> [Data for analysis]
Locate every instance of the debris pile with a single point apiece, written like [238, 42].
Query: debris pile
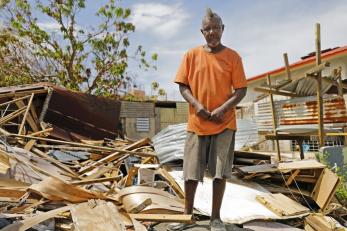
[63, 176]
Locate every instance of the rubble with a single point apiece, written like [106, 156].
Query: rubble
[71, 179]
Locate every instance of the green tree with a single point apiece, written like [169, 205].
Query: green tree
[162, 92]
[154, 87]
[93, 59]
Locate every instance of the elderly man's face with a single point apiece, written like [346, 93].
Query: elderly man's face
[212, 30]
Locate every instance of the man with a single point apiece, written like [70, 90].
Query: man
[212, 80]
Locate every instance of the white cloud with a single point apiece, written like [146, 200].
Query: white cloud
[163, 20]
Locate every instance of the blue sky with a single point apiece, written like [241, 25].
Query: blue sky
[259, 30]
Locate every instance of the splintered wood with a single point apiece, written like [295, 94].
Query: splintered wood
[114, 184]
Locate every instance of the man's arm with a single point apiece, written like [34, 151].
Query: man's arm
[199, 108]
[218, 114]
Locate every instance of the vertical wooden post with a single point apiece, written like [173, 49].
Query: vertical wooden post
[20, 130]
[339, 81]
[319, 88]
[274, 121]
[286, 63]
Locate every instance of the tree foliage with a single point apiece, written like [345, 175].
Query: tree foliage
[93, 59]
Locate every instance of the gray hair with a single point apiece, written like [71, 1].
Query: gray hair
[210, 15]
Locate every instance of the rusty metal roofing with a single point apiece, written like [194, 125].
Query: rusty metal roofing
[73, 115]
[306, 87]
[309, 60]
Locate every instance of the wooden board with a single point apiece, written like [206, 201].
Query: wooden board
[282, 205]
[163, 217]
[96, 216]
[325, 188]
[301, 164]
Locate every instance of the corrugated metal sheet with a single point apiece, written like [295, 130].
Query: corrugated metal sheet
[167, 115]
[76, 114]
[137, 109]
[306, 87]
[169, 143]
[73, 115]
[300, 111]
[182, 108]
[142, 124]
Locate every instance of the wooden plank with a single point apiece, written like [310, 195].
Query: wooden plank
[318, 68]
[115, 155]
[97, 216]
[20, 131]
[286, 64]
[262, 96]
[14, 100]
[319, 89]
[55, 162]
[292, 176]
[29, 145]
[172, 182]
[30, 222]
[301, 164]
[58, 190]
[274, 120]
[12, 115]
[318, 222]
[42, 132]
[339, 81]
[282, 205]
[325, 188]
[21, 93]
[32, 123]
[131, 174]
[182, 218]
[99, 180]
[275, 92]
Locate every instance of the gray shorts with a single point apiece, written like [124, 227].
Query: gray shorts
[214, 152]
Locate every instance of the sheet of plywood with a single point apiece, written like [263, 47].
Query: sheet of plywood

> [What the task asks]
Every line that holds the word "plywood" should be copied from the listing.

> [Solution]
Locate every instance of the sheet of plywood with a single point apiece, written like [263, 47].
Query: sheet of plywood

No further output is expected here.